>> START Available data

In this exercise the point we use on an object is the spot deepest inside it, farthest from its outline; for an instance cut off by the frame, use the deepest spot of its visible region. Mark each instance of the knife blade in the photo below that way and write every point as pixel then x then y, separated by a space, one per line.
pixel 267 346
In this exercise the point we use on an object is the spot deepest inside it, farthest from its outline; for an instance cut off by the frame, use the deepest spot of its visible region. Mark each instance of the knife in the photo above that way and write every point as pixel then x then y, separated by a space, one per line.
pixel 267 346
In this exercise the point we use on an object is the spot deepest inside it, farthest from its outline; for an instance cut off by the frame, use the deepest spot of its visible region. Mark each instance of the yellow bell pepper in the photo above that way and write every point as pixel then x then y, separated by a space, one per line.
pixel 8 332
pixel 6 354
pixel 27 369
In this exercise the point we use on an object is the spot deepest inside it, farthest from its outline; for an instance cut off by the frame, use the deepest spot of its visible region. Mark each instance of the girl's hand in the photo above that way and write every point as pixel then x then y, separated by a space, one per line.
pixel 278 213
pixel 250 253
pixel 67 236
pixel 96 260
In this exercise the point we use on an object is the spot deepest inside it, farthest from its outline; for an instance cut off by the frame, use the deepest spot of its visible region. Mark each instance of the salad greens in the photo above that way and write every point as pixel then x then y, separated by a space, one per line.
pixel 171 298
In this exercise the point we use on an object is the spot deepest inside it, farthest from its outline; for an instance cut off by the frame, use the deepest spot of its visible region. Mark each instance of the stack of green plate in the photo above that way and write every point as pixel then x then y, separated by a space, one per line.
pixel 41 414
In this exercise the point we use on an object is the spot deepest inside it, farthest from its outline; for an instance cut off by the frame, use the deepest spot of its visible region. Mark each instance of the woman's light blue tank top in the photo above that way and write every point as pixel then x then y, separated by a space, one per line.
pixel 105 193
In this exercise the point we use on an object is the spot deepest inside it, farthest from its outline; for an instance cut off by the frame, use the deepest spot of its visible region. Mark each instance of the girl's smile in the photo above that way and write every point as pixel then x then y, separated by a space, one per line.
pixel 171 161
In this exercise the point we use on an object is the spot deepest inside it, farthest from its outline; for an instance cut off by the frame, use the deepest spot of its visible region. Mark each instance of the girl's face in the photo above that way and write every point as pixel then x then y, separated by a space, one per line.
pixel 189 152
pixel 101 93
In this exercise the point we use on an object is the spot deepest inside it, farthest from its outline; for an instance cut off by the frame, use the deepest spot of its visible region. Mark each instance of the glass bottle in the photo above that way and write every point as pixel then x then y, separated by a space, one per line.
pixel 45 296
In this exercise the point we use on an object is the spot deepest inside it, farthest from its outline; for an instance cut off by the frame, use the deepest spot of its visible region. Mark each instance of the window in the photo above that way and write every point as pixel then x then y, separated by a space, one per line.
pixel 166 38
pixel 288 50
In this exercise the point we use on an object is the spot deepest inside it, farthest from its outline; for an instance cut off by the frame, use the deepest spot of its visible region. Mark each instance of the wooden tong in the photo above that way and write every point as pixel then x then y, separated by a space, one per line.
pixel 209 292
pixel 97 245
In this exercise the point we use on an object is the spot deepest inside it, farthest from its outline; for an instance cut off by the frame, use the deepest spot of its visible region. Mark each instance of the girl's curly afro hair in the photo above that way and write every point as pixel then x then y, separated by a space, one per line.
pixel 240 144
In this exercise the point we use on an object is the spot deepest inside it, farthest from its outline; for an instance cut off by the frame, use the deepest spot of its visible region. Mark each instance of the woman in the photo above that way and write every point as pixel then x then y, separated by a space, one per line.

>> END Available data

● **Aim of the exercise**
Present these lines as a numbered list, omitting any blank lines.

● **Completed exercise**
1. In this exercise the point we use on an object is the spot deepest inside it, farthest from its outline; for an instance cut off by the frame, use the deepest spot of its visible region. Mark each instance of the knife blade in the photo below that way and write every point as pixel then x then y, separated by a space, one per line.
2. pixel 267 346
3. In this exercise the point we use on an object is the spot deepest inside it, farthest from its outline; for an instance cut off by the frame, use the deepest spot of its visible region. Mark each instance of the knife in the photo above that way and write every point as pixel then x then y, separated by a space, one per line.
4. pixel 267 346
5. In this exercise the point we use on an object is the spot deepest inside it, farthest from its outline; for an instance cut off by the frame, use the deepest spot of its visible region. Mark each instance of the yellow bell pepper in the photo above that way and write every point as pixel then x then y, separated by a space, one per line.
6. pixel 8 332
7. pixel 6 354
8. pixel 27 369
9. In this exercise the point we use on an object is the spot deepest inside it, farthest from its outline; for an instance cut off by the frame, use the deepest spot of its visible region. Mark each instance of the girl's hand in the photo above that way and write every point as pixel then x then y, separated by a space, one per line.
10. pixel 278 213
11. pixel 250 253
12. pixel 67 236
13. pixel 96 260
14. In this exercise the point we use on an object is the spot deepest inside it, farthest from its outline; for an instance cut off by the frame, use the deepest spot of its visible region. Mark each instance of the salad greens in the photo above that way and write every point as pixel then x then y, separated by a space, one per line.
15. pixel 171 298
16. In this exercise the point we use on an object is the spot deepest inside it, farthest from its outline; for an instance cut off by the frame, use the deepest spot of its visible region. Mark each instance of the stack of green plate in the photo above that way and write every point as pixel then x then y, separated by a space, one per line.
17. pixel 41 414
18. In this exercise the point we use on an object is the spot deepest inside it, farthest from its outline; for an instance cut off by the frame, use the deepest spot of its visible region. Mark each instance of the woman's light blue tank top in the photo above that way and write every point as pixel then x then y, separated by a space, one per line.
19. pixel 105 193
20. In this exercise the point we use on an object is the spot deepest inside it, farthest from its outline; for an instance cut off by the frame, use the deepest spot of its visible region. Mark each instance of the girl's smile in the photo above that way and write every point as pixel then x then y, separated by a space, one per line.
21. pixel 171 161
22. In this exercise the point we use on an object is the spot deepest inside it, farthest from its outline; for an instance cut off by the frame, use the deepest spot of its visible region. Mark each instance of the girl's face in the photo above that way and write every point as pixel then x then y, separated by a space, one per line.
23. pixel 189 152
24. pixel 101 93
25. In this exercise the point we use on an object is the spot deepest inside it, farthest from its outline; for an instance cut off by the frame, use the deepest spot of its visible region. Mark each instance of the glass bottle in the photo above that way and write every point as pixel then x then y, separated by a space, one per line.
26. pixel 45 296
27. In this exercise the point we use on an object is the spot deepest inside it, farthest from its outline; for an instance cut off by the frame, use the deepest spot of its visible region. Mark each instance of the window in the photo above that way and write every point as pixel then x then y, separated by a space, one per line.
28. pixel 166 38
29. pixel 288 50
30. In this exercise the point we use on an object is the spot deepest inside it, farthest from its outline; for an instance cut off by the frame, use the deepest spot of its visible region. Mark each instance of the wooden tong in the photo above that way and write every point as pixel then x then y, separated by a space, one per line.
31. pixel 209 292
32. pixel 97 245
33. In this exercise the point we use on an object is the spot deepest inside it, farthest from its outline; for an instance cut off by the frame, use the deepest spot of its visible region. Mark each instance of the girl's curly afro hair in the photo above that way and write every point as pixel then x then y, separated by a space, one per line.
34. pixel 240 144
35. In this exercise the point we use on an object is the spot deepest inside it, farthest from its outline; for an instance cut off by the frame, use the deepest spot of its visible region. Mark each instance of the woman in the photo above that way and write every point as pixel then x then y, separated by a space, one per line.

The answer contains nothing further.